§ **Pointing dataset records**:
#####

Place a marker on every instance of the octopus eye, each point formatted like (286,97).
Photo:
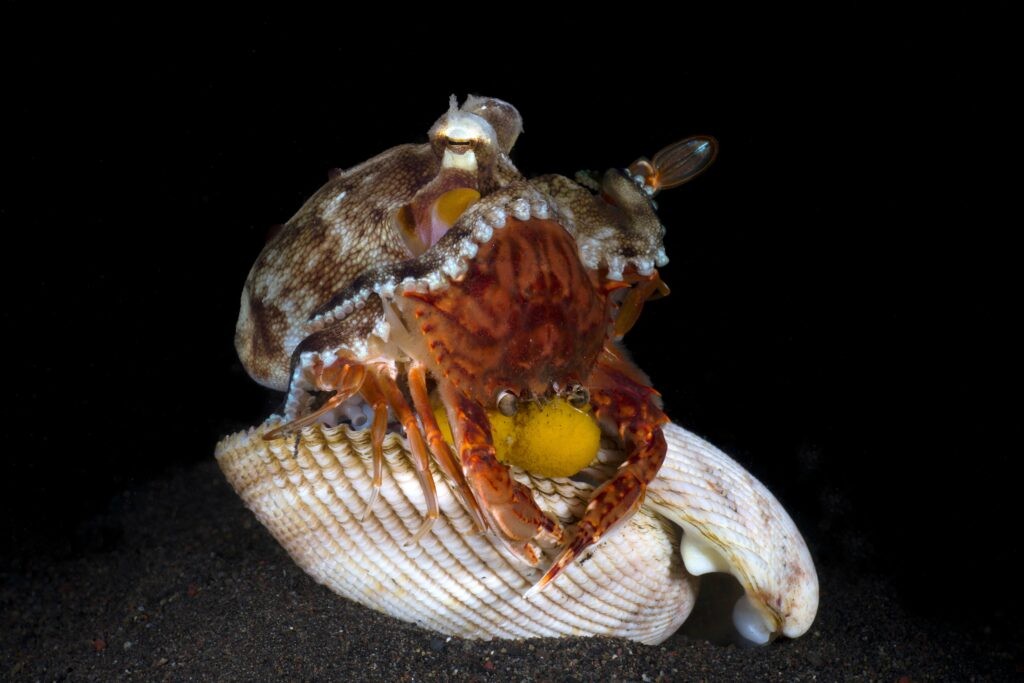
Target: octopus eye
(508,403)
(578,395)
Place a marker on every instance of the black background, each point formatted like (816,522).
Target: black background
(840,309)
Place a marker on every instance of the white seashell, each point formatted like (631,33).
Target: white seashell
(460,583)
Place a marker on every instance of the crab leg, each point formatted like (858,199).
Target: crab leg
(416,447)
(374,396)
(438,449)
(507,505)
(620,395)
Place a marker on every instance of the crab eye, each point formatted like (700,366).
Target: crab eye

#####

§ **REQUIREMENT**:
Rewrite all of the material above, swapping "Place a marker on" for "Mark" wherever it occurs and keeping everything else the same. Leave the pictures out.

§ **OUTPUT BELOW**:
Mark every instance of the octopus eye, each point formatted like (286,97).
Photo:
Target: octopus eye
(508,403)
(578,395)
Mark every instance of the black background, each point formatted like (816,522).
Target: black background
(840,309)
Mark every instance of the white seashell, each point formatted like (631,33).
Target: white seashell
(460,583)
Mark every instance of the crab leg, each point formatted like (858,199).
Target: crab leg
(416,447)
(374,396)
(438,449)
(507,505)
(620,395)
Mark every instance of the crab eye, each point formatted like (700,366).
Target: crab eye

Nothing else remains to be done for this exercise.